Dataset excerpts:
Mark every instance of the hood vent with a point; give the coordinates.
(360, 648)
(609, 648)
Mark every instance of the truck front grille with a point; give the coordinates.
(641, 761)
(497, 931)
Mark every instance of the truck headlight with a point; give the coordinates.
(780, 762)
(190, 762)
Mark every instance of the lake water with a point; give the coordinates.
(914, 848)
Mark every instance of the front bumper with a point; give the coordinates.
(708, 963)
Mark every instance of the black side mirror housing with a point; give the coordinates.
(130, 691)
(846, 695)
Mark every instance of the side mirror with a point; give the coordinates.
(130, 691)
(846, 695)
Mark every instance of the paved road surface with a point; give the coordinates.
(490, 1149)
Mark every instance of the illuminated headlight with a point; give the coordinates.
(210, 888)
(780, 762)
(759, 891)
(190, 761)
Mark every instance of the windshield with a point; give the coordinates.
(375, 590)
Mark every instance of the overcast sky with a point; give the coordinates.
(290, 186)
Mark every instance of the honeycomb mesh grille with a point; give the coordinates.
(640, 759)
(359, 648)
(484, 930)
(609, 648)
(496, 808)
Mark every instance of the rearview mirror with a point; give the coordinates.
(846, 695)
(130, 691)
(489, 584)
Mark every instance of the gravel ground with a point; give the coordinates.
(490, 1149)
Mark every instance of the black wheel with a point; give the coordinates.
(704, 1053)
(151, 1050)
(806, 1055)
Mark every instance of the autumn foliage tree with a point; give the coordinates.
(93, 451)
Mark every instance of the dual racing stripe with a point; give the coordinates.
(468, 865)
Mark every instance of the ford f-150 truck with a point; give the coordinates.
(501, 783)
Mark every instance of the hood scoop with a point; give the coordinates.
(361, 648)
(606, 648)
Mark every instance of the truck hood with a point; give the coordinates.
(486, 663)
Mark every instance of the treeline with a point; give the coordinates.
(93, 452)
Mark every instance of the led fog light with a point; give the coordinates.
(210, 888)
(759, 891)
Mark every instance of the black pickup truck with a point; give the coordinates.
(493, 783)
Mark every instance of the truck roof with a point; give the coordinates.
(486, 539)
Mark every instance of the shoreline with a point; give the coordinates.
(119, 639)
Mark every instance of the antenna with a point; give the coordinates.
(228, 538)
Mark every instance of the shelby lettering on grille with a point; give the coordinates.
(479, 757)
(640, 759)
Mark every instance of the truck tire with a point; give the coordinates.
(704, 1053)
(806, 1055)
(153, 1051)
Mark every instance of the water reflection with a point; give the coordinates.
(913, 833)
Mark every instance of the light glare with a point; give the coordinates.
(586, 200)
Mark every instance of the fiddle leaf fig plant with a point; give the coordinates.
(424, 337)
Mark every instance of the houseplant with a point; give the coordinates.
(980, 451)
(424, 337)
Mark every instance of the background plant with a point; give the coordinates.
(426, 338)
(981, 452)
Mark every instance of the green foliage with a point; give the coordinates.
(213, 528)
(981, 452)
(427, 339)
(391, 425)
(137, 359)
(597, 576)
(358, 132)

Task brief: Return the entries above exactly, each one complete.

Written response:
Mark every instance of the hood vent with a point; give the coordinates.
(360, 648)
(609, 648)
Mark every instance of the truck front grille with a point; give the coordinates.
(641, 761)
(497, 931)
Mark every instance of the truck headlight with a point; give the coordinates.
(780, 762)
(190, 762)
Mark every instance of the lake water with a point; give the coordinates.
(914, 848)
Mark every instance of the front bumper with a point; give the coordinates.
(708, 963)
Mark every instance of the black side mirror housing with a point; give the coordinates.
(130, 691)
(846, 695)
Mark every instance of the side mirror with a point; give the coordinates.
(130, 691)
(846, 695)
Mark every instance of the paved road surface with a point; give the coordinates.
(490, 1149)
Mark every instance of the illuminated headlight with a point; give the coordinates.
(210, 888)
(780, 762)
(759, 891)
(190, 761)
Mark every instance of the windshield with a point; give the coordinates.
(375, 590)
Mark every instance of the overcast sky with a point; give the coordinates.
(290, 186)
Mark every instance of the honeycomb mesh grille with a point; give the coordinates.
(640, 759)
(359, 648)
(484, 930)
(609, 648)
(496, 808)
Mark every instance of the rearview mirror with a point; give the coordinates.
(846, 695)
(130, 691)
(489, 584)
Mark every instance of the gravel ground with a point; give the coordinates.
(490, 1149)
Mark every instance of the black wheel with a point; give the coordinates.
(704, 1053)
(151, 1050)
(806, 1055)
Mark every instance of the autumn foliage tree with a point; give the coordinates.
(93, 451)
Mark every instance of the dual racing stripe with a point; give the coordinates.
(468, 865)
Mark every instance of the ford f-150 truck with a point; give the coordinates.
(501, 783)
Mark every instance of the hood scoop with a point; give the coordinates.
(361, 648)
(606, 648)
Mark every instance of the truck hood with a point; give the coordinates.
(486, 663)
Mark every instance of the treeline with a point; give the coordinates.
(93, 452)
Mark every instance of the led fog light with a point; give the coordinates.
(210, 888)
(759, 891)
Mark every instance of the black pickup truck with a point; give the coordinates.
(493, 783)
Mark every instance of the truck roof with a point; give the coordinates.
(486, 539)
Mark every instance of the shoreline with a point; give the coordinates.
(119, 639)
Mark every instance of the antenna with a point; give the coordinates.
(228, 538)
Mark every instance of the shelby lettering on grille with a point; give the coordinates.
(479, 757)
(640, 759)
Mark every instance of the truck tire with a point; give the coordinates.
(704, 1053)
(806, 1055)
(153, 1051)
Mark every instance of the water reflection with a point; give the coordinates.
(913, 833)
Mark every instance of the light glare with a point; give the coordinates.
(586, 200)
Mark every instance of the fiddle leaf fig plant with a point; give the coordinates.
(424, 337)
Mark every instance of the houseplant with a point; give the coordinates.
(980, 451)
(424, 337)
Mark every instance of the background plant with a point; give the coordinates.
(426, 338)
(981, 452)
Mark every instance of the green foliage with a point; give the coordinates.
(213, 528)
(981, 452)
(427, 339)
(391, 425)
(137, 359)
(597, 576)
(358, 132)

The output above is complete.